PROBLEM STATEMENT – Format the lines as a JSON list of strings, one string for each line and with blank lines omitted. Begin at the line that contains "For the evaluation set, locate every instance of the bare" and stop after the line that contains "x=259 y=497".

SUPPLIED INFORMATION –
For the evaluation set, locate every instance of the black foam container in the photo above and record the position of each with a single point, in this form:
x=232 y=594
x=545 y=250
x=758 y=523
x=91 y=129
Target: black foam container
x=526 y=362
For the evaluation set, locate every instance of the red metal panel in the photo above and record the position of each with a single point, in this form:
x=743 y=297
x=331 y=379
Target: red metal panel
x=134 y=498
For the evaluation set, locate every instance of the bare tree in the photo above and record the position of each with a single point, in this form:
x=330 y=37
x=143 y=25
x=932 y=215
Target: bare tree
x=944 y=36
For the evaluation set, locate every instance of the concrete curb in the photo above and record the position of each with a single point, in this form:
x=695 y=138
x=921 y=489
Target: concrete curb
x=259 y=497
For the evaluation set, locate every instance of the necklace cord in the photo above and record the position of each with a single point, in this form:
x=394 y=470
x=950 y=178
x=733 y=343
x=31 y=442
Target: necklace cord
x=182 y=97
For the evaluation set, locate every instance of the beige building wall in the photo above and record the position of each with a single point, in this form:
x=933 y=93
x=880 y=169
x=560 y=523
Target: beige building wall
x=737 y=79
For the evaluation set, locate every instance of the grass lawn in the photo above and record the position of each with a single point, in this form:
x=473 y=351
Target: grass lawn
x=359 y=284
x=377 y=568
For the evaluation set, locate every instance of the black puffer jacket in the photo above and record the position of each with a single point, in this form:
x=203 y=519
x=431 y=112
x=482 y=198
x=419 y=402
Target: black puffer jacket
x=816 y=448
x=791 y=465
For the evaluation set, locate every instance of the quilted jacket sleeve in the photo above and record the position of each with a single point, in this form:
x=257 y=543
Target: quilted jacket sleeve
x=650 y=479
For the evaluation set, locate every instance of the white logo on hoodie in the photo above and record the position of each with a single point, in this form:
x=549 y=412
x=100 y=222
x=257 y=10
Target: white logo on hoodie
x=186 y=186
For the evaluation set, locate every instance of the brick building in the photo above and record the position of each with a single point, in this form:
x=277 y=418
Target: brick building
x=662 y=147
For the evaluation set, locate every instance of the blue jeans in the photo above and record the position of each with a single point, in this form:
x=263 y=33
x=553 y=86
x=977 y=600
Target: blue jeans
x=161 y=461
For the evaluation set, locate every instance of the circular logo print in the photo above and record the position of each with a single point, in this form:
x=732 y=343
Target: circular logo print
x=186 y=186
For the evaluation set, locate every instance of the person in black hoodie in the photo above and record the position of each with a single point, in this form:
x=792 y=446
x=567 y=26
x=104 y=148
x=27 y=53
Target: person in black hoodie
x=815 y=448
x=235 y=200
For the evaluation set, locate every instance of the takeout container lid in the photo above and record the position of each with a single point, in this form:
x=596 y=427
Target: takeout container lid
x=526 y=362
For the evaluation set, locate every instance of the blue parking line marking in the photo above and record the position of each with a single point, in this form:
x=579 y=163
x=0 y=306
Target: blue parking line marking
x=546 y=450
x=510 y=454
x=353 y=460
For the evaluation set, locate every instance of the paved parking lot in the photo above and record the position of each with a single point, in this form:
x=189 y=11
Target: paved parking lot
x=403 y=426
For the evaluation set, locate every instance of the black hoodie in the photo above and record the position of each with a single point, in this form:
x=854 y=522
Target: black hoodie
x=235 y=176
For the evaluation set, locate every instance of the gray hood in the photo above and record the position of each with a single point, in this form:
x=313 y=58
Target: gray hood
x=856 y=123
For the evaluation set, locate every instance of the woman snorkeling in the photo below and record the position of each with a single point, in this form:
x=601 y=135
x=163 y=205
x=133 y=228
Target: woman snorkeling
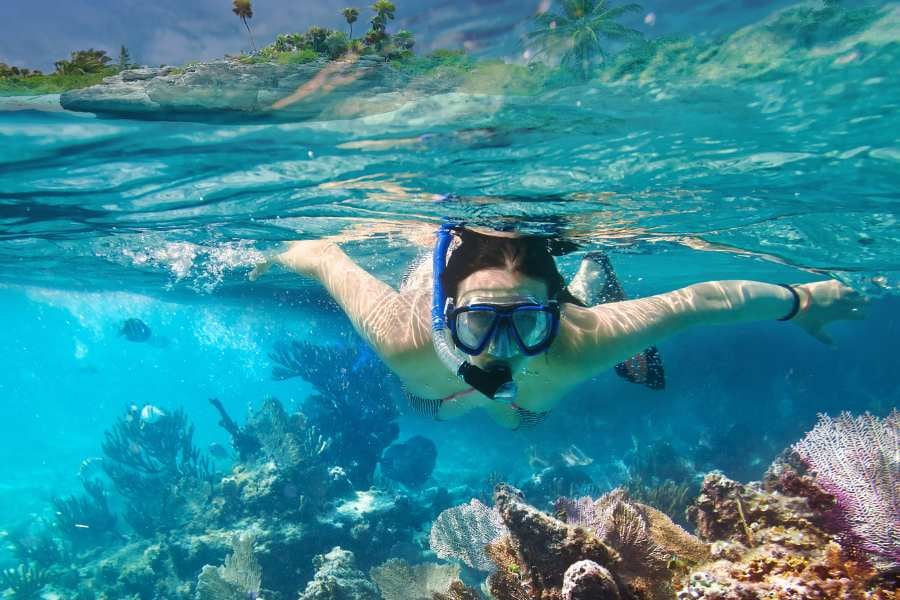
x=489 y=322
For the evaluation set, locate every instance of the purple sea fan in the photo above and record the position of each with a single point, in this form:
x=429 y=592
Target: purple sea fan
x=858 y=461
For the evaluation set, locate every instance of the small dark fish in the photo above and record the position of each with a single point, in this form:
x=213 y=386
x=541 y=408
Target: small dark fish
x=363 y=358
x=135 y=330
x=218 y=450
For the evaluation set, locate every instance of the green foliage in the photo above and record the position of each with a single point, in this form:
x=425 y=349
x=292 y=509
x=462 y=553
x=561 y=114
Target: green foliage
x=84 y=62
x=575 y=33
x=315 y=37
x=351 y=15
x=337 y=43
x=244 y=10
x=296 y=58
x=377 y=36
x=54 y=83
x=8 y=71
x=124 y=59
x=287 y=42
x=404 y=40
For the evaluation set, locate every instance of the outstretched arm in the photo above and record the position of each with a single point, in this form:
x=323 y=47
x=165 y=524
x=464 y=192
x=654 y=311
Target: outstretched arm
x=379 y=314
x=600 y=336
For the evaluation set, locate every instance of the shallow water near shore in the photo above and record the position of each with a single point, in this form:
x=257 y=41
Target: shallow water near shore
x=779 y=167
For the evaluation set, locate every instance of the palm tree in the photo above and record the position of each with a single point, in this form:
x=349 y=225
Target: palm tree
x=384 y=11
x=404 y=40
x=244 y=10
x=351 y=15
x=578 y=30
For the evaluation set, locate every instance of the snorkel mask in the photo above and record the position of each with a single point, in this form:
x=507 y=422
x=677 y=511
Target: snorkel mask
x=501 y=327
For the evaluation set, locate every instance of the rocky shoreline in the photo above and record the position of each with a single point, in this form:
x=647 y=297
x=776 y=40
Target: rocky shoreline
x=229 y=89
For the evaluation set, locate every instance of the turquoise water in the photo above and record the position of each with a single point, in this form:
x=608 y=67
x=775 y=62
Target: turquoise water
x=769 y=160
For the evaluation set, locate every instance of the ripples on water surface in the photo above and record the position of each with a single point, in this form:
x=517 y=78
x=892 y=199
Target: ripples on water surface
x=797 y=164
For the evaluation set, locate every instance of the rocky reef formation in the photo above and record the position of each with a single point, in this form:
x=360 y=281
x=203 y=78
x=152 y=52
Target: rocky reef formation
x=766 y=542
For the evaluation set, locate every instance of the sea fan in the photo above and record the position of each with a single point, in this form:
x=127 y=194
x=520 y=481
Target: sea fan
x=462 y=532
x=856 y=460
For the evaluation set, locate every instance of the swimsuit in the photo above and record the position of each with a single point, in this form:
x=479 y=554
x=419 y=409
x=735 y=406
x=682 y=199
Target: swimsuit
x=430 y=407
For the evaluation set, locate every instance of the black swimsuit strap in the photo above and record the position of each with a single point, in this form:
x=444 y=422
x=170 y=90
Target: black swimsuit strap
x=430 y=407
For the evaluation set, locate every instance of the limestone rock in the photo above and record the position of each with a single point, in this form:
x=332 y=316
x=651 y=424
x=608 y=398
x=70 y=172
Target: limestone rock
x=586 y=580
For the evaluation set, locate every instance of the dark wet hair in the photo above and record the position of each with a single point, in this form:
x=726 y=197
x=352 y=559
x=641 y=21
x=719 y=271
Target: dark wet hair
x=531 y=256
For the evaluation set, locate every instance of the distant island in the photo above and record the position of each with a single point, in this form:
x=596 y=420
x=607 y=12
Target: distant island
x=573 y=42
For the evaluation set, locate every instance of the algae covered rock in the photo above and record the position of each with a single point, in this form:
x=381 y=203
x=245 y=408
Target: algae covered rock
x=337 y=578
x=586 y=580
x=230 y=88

==

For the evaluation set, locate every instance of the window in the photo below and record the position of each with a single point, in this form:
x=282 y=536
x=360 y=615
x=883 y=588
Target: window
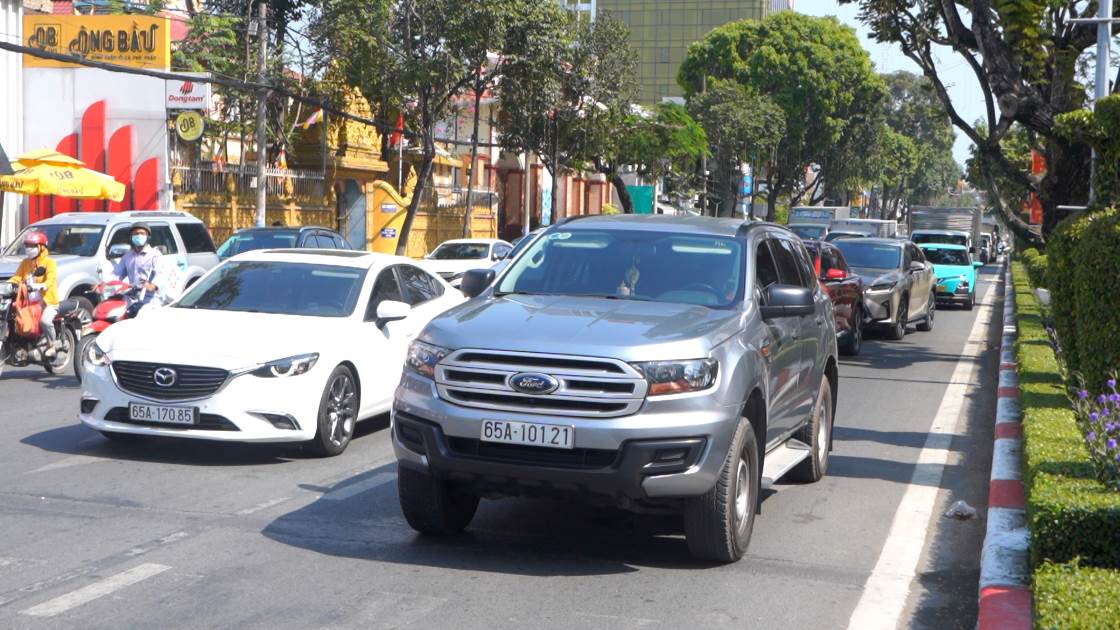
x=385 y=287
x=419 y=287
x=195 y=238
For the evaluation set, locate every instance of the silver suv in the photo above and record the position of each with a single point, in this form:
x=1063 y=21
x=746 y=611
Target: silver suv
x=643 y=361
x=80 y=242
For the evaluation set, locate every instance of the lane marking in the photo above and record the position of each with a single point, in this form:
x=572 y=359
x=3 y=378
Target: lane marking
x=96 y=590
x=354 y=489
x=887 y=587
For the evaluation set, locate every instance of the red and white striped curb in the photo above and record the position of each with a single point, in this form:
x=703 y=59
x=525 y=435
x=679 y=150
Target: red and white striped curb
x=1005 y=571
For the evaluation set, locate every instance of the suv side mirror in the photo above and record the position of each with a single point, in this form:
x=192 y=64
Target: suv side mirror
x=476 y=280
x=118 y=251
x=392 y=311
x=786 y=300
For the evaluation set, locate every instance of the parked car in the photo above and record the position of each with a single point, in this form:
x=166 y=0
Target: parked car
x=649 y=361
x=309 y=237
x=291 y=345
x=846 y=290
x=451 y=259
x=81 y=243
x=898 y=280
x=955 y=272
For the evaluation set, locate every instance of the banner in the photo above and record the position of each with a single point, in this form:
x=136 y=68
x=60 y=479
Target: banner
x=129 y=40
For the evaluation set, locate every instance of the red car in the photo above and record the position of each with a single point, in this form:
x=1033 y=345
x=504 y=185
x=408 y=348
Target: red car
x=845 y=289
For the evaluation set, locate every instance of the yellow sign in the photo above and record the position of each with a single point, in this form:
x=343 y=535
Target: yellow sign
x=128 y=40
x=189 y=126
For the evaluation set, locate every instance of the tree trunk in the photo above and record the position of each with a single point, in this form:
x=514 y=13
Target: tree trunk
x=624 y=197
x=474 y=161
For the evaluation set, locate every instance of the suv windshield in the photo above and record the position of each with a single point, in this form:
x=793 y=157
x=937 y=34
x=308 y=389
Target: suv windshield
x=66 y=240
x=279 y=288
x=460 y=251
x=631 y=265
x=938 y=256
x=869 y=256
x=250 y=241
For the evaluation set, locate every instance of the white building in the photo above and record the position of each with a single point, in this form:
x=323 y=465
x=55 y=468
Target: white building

---

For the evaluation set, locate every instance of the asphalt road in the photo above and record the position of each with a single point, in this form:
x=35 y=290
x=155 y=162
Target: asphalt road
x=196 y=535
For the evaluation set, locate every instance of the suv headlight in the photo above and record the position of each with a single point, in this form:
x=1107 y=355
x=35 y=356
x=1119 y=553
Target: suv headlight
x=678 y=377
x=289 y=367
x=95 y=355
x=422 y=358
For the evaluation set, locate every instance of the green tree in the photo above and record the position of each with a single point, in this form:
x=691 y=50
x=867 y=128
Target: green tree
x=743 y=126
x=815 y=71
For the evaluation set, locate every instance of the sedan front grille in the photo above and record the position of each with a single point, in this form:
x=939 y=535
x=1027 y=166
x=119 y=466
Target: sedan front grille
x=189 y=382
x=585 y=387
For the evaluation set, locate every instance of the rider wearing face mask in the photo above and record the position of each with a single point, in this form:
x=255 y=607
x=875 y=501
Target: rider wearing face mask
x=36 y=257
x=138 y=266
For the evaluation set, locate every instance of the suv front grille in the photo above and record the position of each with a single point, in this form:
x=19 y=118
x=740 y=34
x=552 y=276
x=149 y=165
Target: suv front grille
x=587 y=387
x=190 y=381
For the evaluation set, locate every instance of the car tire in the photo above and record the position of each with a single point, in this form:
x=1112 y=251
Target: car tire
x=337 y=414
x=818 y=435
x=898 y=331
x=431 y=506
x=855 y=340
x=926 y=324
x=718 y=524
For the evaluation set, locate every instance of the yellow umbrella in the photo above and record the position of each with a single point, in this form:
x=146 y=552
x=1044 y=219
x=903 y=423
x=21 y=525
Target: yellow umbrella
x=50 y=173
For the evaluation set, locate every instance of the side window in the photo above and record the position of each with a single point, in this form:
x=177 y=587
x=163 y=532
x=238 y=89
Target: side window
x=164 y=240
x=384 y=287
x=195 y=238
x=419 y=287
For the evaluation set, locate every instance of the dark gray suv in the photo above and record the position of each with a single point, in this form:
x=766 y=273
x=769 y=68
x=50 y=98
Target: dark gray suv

ANSWER TO THIS EXERCISE –
[
  "For the evaluation set, locate every instance of the bare tree in the photo above and record the position of each with a single point, in this form:",
  "x=330 y=37",
  "x=143 y=25",
  "x=932 y=215",
  "Target: bare tree",
  "x=944 y=36",
  "For the evaluation set, locate every instance of the concrete curb in the photo above and record the position of each with a single point, in this form:",
  "x=695 y=138",
  "x=921 y=489",
  "Target: concrete curb",
  "x=259 y=497"
]